Exercise instructions -
Each record below should be returned word for word, with no pictures included.

[Referring expression pointing data]
——————————
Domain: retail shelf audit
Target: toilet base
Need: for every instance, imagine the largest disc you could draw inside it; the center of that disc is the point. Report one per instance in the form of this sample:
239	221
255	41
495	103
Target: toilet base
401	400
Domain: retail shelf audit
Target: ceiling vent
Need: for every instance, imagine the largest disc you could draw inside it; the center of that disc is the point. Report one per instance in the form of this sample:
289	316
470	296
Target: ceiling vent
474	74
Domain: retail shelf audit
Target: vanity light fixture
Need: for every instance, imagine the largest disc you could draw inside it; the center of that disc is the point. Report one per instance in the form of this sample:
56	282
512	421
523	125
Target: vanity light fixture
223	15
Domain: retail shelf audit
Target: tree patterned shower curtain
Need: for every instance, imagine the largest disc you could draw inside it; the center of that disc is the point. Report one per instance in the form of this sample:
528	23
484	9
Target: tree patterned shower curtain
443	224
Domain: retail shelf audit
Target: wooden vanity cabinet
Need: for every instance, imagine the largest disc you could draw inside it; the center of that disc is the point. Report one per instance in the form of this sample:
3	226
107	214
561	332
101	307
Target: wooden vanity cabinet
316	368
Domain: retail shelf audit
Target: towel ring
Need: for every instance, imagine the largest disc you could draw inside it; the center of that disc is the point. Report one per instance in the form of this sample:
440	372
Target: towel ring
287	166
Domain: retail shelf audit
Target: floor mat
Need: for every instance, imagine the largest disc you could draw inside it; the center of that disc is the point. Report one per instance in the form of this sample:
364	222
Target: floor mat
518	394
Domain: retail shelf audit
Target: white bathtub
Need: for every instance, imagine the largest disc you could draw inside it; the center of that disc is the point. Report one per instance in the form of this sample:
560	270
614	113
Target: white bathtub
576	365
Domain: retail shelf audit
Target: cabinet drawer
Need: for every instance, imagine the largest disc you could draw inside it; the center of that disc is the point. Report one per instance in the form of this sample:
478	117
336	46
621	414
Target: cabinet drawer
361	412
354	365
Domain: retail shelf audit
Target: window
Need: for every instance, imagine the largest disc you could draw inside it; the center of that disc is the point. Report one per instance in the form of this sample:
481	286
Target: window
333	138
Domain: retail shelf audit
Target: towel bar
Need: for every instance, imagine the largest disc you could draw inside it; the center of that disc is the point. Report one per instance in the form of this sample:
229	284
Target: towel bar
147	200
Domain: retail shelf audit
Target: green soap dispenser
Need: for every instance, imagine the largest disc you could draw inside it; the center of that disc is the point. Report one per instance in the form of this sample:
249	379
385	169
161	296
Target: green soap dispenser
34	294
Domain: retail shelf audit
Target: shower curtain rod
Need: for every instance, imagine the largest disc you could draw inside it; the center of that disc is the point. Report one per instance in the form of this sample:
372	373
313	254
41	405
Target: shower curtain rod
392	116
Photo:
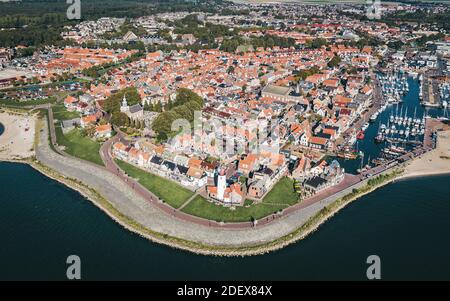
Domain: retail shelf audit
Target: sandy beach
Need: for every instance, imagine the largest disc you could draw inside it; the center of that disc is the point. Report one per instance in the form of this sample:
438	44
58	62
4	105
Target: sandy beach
434	162
17	141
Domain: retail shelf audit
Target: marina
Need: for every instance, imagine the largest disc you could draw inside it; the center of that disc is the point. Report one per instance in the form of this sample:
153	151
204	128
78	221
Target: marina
396	128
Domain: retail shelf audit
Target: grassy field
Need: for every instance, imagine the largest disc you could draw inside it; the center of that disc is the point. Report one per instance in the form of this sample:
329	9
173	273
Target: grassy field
79	146
280	197
60	113
172	193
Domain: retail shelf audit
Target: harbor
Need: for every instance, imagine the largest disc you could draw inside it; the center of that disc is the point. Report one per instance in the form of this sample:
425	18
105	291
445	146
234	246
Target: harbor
396	126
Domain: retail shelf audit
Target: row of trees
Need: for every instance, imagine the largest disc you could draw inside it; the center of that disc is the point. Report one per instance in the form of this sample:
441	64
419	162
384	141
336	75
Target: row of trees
184	106
267	41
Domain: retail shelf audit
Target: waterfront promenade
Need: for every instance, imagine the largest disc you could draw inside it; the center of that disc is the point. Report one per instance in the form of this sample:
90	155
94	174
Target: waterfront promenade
151	216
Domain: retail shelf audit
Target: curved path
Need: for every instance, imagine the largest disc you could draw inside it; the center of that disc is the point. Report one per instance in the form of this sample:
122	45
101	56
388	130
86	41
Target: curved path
154	217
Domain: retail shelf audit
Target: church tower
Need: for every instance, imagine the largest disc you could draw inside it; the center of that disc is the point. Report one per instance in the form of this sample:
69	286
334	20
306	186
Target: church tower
221	185
124	107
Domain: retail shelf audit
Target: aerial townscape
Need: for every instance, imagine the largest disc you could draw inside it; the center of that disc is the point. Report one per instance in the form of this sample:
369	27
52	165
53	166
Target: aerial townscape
226	128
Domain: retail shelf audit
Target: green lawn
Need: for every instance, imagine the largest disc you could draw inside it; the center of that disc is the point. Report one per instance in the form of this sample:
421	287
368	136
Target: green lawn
60	113
78	146
169	191
280	197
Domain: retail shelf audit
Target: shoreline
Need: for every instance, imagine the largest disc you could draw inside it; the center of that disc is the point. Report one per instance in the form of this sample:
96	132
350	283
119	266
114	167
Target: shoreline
314	218
308	228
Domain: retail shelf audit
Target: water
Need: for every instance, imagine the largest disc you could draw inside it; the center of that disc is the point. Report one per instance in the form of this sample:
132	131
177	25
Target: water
42	222
368	146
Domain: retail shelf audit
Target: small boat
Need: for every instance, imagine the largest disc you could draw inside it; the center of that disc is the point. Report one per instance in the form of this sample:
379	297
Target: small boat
360	135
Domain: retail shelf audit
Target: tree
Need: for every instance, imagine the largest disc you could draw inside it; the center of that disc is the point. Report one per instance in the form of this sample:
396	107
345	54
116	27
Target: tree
119	119
334	62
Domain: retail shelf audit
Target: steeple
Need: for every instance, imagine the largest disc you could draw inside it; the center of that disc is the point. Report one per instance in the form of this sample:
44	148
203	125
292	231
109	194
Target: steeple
124	107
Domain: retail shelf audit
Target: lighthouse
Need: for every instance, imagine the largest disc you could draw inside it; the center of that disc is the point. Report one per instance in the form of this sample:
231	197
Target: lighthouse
221	185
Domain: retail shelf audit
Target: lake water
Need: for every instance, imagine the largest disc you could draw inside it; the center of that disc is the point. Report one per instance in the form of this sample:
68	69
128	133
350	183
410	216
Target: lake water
42	222
372	150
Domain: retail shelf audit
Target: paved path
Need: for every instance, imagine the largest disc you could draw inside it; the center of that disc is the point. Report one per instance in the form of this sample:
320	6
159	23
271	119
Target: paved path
153	216
189	200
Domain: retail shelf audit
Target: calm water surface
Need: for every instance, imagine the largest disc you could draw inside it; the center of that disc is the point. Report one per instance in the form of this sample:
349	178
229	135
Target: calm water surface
42	222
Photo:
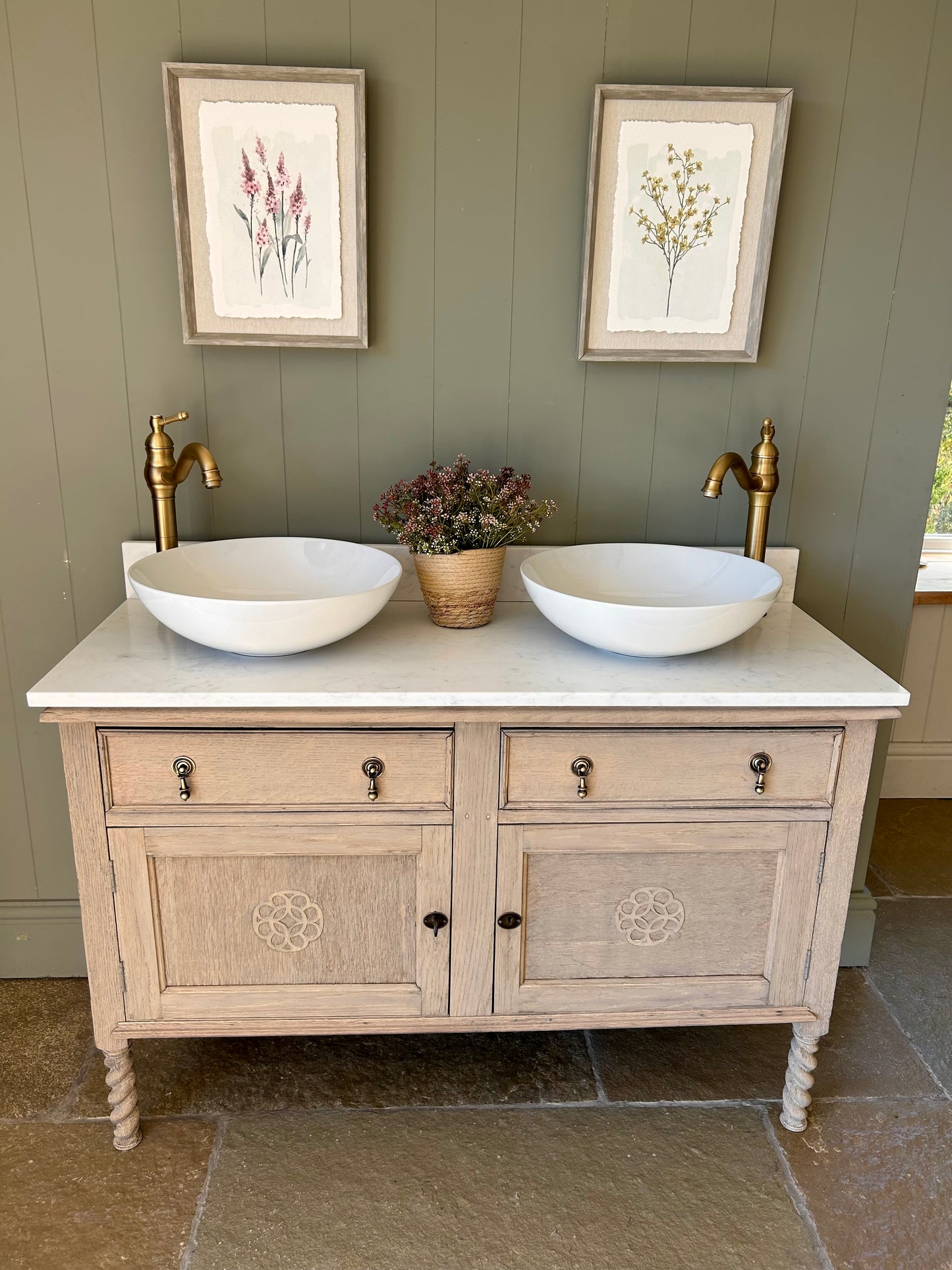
——————————
Answer to this exercise -
Domain: retail shelf audit
Target: toilet base
Need: for every instance, imagine the largest disc you could draw inside it; the center of that disc is the point. Report one per instance in the form of this sample:
239	221
255	41
495	103
Target: toilet base
401	400
Domain: retail shelf audit
Target: ceiling vent
Need: for every instance, imagine the largest disc you could draw inside it; the center of that disc is the point. Report one per instance in the form of this sample:
289	316
470	296
Target: ceiling vent
474	74
Domain: retail shelf audit
Target: vanity light fixture
Need: for every instance, imagine the largest disc you could draw inside it; the center of that disc is the point. Report one per instance in the form of this sample:
56	282
512	421
523	125
Target: vanity light fixture
223	15
Domain: retail shelf audit
Target: tree patterned shower curtain
Need: for every instance, imagine the largest disc you could draw inside it; the center of that disc is the point. Report one per instance in the form of this sample:
528	23
484	9
Target: tree patterned shower curtain
443	224
Domain: retail shelf audit
Target: wooden vanity cabinet
Need: for every instance, imagine the largest disc you could draw inside it; the center of that disc is the point. Report one per instance in the form of this sample:
3	226
107	214
561	332
101	307
Target: wooden vanity cabinet
316	368
Domain: retail shelf audit
Target: towel ring
Need: for every instance, imagine the largest disc you could draw inside it; the center of that disc is the point. Report one per instance in the form of this sample:
440	372
Target: towel ring
287	166
Domain: retail shelf audit
Target: floor mat
Need: for every instance, imagine the largest disc you could draw inside it; the center of that disc is the point. Report one per instance in the form of this sample:
364	222
Target: floor mat
518	394
Domain: retail shelf audit
Target: white bathtub
Need: for every instance, imagine the largest disc you could draw inside it; the center of that disc is the point. Report one per instance in the form of this sample:
560	270
614	113
Target: white bathtub
576	365
Domain: retail shelf audit
Target: cabinet drawer
Need: for every instance, imagine the largest disc you could draw inside it; the center of that disc is the point. Report one per instance in the form of this sample:
478	117
336	46
621	414
Target: cabinet drawer
361	412
354	365
Domain: retail shelf audit
Target: window
Need: for every instance, imagine the largest disc you could draw inside it; the center of that disc is the point. Report one per instance in the form of this sample:
481	286
Target: window
333	138
Domain: retail shelf audit
Target: towel bar
Need: for every instance, imagine the largest disc you could draw inside it; the center of that disc is the point. Report one per instance in the form of this sample:
229	284
Target: towel bar
147	200
Domain: retail shelf audit
Target: green soap dispenser
Need: for every instance, imagine the largest disc you could draw inside it; the center of that disc is the point. Report one per instance in the form of this sample:
249	379
385	169
161	296
Target: green soap dispenser
34	294
Domain: retail shelf audit
Target: shower curtain rod
Need: for every instance, imagine the largest disc you could draw inside it; the center of that disc is the point. Report one per instance in the form of this sample:
372	373
313	254
41	405
Target: shower curtain rod
392	116
Photo:
Domain: retail shelf audit
Target: sandy beach
Need: for every instance, imagine the largest disc you could draw inside it; the center of that disc is the point. Report one per instance in the form of this sample:
438	44
58	62
4	105
Target: sandy beach
434	162
17	141
Domain: retail shelf audit
Target: marina
Need: for every instance, imagine the largest disc you could draw inside it; the center of that disc is the point. Report one per instance in the form of this sample:
153	151
204	128
78	221
Target: marina
396	128
Domain: retail shelf audit
Target: grassy field
Need: for every instance, imagine the largest disc you could draw inside it; the center of that disc is the point. Report one per instance in the form of this sample:
329	9
173	273
Target: grassy field
79	146
280	197
60	113
172	193
Domain: retail shelf audit
Target: harbor
Need: for every instance, imagine the largest disc you could draw inside it; the center of that disc is the point. Report one per instance in the form of this sample:
425	18
105	291
445	146
234	246
Target: harbor
396	126
Domain: retail shelf audit
Target: row of trees
Need: for every instance, imagine the largest disc you could draw inside it; the center of that disc is the point. Report one per instance in the form of this sample:
441	64
419	162
384	141
336	75
Target: row of trees
184	106
267	41
Domain: retail shelf audit
Target: waterfront promenade
Need: for every instance, imagine the largest disc you could draw inside it; the center of that disc is the point. Report one per instance in the form of this sample:
90	155
94	174
Target: waterfront promenade
151	216
Domain: retail shelf audit
Target: curved path
Need: for every instance, imagine the largest disc you could draw inside it; the center of that disc is the point. Report one per instance in the form of this sample:
122	45
101	56
388	130
86	41
Target: curved path
154	217
Domain: retail shelf audit
Target: church tower
Need: for every instance, imagine the largest disc you could draw inside it; the center of that disc is the point. Report one per instance in the form of this sample:
69	286
334	20
306	186
Target: church tower
221	185
124	107
Domain: retail shelf audit
Target: aerial townscape
Need: for every instance, imagine the largest disc you could draw inside it; the center of that disc is the point. Report one per instance in the form of this sample:
369	27
52	165
53	166
Target: aerial townscape
226	128
Domain: retail shelf audit
Target: green lawn
Need: for every instance, imagine the largest disc you could draw inside it; the center of that disc is the point. Report one per instance in the form of this sample:
421	287
368	136
Target: green lawn
60	113
78	146
169	191
280	197
Domain: retail shelf audit
Target: shoreline
Need: for every instance, imagine the largest disc you could draw inside it; the center of that disc is the point. Report one per instance in the form of this sample:
96	132
350	283
119	266
114	167
Target: shoreline
314	218
308	228
Domain: retail shelf audit
Target: water
Need: for every instance, imagine the largest disc you could draw inside it; the center of that disc is the point. Report one per instance in the form of this sample:
132	131
177	25
Target: water
42	222
368	146
Domain: retail shelf audit
Target: small boat
Need: for every instance, imagine the largest disc you could draw inside it; the center of that disc is the point. Report one per instance in the form of this sample:
379	297
Target: small boat
360	135
Domain: retail shelf audit
Target: tree
Need: for every instance, imagine the largest disc you could draw inside it; the center of that disc is the point. Report one per instance in the form of this sample:
396	107
345	54
116	27
Target: tree
119	119
334	62
Domain: retail shelf audit
Target: steeple
Need: for every instance, imagine the largest disc you could draw inside it; the center of that disc is the point. Report one per instance in the form of this sample:
44	148
203	125
292	231
109	194
Target: steeple
124	107
Domain: retail shelf audit
Target: lighthouse
Need: for every instance, imagine the largest disc you could draw inside it; the center of that disc is the point. Report one per instance in the form of this sample:
231	197
Target: lighthouse
221	185
Domain: retail shelf audit
Target: lake water
Need: for every instance, imagine the largest disc you could draw inside it; the center of that disc is the point. Report one per instance in the form of this sample:
68	69
128	133
350	183
410	216
Target: lake water
42	222
372	150
Domain: retail shelf audit
Target: paved path
Need: for every instance, imagine the largest disc you could draw inside it; the center of that disc is the point. Report one per instance in the form of this sample:
320	6
159	23
271	119
Target: paved path
153	216
189	200
Domain: retail shelf audit
Target: calm water surface
Need: for every instance, imagine the largest disc you could draw inside it; the center of that disc is the point. Report one per instance in the form of this sample:
349	178
229	135
Target: calm water surface
42	222
Photo:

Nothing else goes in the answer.